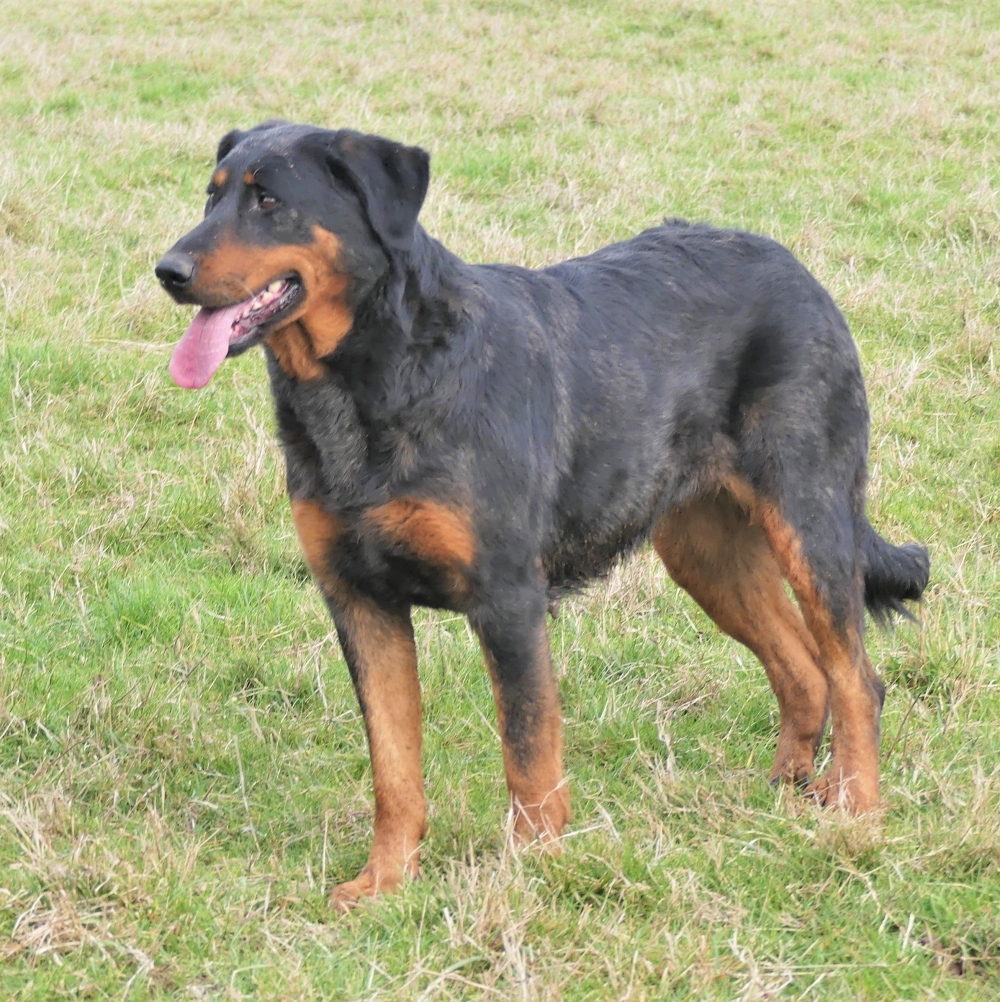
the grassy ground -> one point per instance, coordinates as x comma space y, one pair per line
183, 768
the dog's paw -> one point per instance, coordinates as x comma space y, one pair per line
846, 789
368, 884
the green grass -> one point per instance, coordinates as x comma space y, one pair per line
184, 771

——————————

# Task to carry out
Write the data above out again exactly, every line of it, and exclude the pictures.

# Reply
the grassy ground -> one point per instance, coordinates as x comma space y, one pair per line
183, 768
the dog's paw -> one point per instance, coordinates as x comma space y, one pair per line
846, 789
368, 884
the green grass -> one point per instance, coordinates as x comma space y, one pair per line
184, 771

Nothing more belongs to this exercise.